= WORK TO DO =
Print each line of the records that contains the string "outline". Treat uppercase and lowercase as distinct when matching.

= PROVIDED DATA =
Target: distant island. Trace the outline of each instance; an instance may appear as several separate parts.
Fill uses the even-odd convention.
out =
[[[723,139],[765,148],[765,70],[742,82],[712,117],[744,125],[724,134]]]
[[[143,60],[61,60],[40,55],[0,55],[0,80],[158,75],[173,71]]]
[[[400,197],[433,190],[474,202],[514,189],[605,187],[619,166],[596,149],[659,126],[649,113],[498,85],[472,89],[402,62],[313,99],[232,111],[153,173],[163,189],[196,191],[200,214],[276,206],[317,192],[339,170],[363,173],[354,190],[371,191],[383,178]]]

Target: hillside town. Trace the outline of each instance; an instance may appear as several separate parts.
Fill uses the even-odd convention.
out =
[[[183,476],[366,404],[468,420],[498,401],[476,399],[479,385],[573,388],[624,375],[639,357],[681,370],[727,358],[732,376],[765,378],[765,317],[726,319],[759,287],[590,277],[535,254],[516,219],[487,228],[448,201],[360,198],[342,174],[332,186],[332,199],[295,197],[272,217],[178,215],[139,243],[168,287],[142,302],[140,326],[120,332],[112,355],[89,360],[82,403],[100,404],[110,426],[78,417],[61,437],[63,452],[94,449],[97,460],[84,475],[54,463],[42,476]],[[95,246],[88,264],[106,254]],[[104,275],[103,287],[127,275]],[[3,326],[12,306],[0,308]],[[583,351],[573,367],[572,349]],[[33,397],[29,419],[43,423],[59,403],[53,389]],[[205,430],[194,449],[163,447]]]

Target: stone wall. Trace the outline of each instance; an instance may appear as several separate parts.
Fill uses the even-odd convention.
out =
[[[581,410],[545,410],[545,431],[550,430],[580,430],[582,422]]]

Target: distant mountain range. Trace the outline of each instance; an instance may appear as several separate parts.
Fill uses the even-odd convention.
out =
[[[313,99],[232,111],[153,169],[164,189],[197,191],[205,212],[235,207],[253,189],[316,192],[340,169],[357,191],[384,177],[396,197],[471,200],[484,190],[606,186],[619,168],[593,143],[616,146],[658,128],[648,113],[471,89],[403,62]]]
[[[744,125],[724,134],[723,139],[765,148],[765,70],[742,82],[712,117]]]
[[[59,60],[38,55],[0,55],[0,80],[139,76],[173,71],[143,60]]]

= TASK OUTPUT =
Target: distant island. Trace the outline of each instance; an instance may appear as several separate parts.
Target: hillside town. Trace the outline of each instance; an instance may appear as several separate parts.
Target: stone wall. Trace the outline of each instance; an instance may appear as several separate parts.
Target: distant mountain range. Trace the outline of each instance; an instance may appear as several separate parts.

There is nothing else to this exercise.